- THE TASK
Rewrite every row below, changing each "point out" to "locate" and leaving the rest of the text unchanged.

- RECORDED INFORMATION
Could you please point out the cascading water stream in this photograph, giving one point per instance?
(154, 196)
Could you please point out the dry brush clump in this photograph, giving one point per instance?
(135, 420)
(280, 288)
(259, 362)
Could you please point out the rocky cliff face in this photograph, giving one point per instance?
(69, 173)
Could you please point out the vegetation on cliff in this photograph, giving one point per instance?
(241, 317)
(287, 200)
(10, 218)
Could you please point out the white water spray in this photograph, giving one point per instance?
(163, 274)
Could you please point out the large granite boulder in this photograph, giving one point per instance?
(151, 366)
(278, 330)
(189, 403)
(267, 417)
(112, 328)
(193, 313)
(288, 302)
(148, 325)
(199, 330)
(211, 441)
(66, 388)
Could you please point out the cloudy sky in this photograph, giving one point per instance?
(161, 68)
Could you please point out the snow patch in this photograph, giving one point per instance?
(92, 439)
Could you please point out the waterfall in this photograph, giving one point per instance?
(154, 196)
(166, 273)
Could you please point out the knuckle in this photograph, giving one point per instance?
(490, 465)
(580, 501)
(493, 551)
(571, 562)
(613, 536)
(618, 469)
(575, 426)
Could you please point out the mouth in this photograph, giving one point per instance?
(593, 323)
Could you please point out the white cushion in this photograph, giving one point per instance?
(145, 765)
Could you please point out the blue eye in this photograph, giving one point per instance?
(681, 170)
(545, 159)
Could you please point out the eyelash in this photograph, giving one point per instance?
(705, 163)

- FINISHED ANSWER
Could you please locate the cascading water stream in this photograph, giving one point per instance?
(154, 196)
Could you please locate the dry brush clump in this photograph, giving one point per instance?
(135, 420)
(280, 288)
(259, 362)
Could you please locate the rocky cliff face in this photograph, giving one point per instance?
(69, 173)
Could you please locate the vegetation on cliff in this photograph, giving one point per instance?
(241, 317)
(287, 200)
(10, 218)
Could you please locate the white water spray in this photograph, giving one point per instance?
(163, 274)
Could you please locate the large granite boulder in this photograph, giving one point per instance?
(151, 366)
(278, 330)
(189, 403)
(267, 417)
(112, 328)
(193, 313)
(288, 302)
(148, 325)
(199, 330)
(211, 441)
(66, 388)
Could you please locate the cloudy sky in this photograph, giving one point per instance?
(161, 68)
Could you please locate the snow patch in this photograph, giving one point per instance?
(92, 439)
Could you please locate the waterfall in this photograph, giving one point per instance?
(154, 196)
(166, 273)
Could you please locate the knuckle in this photograph, giving one point per instance?
(490, 465)
(580, 501)
(493, 551)
(571, 562)
(613, 536)
(618, 469)
(575, 426)
Could you please locate the mouth in this photograph, giving one point per instance?
(593, 323)
Could you please locate the white cushion in this photograph, giving one point per instance?
(145, 765)
Could you please locate the blue eye in this photograph, giving one point per instance?
(681, 170)
(545, 159)
Could you please locate the eyelash in this photograph, giving one point per instance?
(705, 163)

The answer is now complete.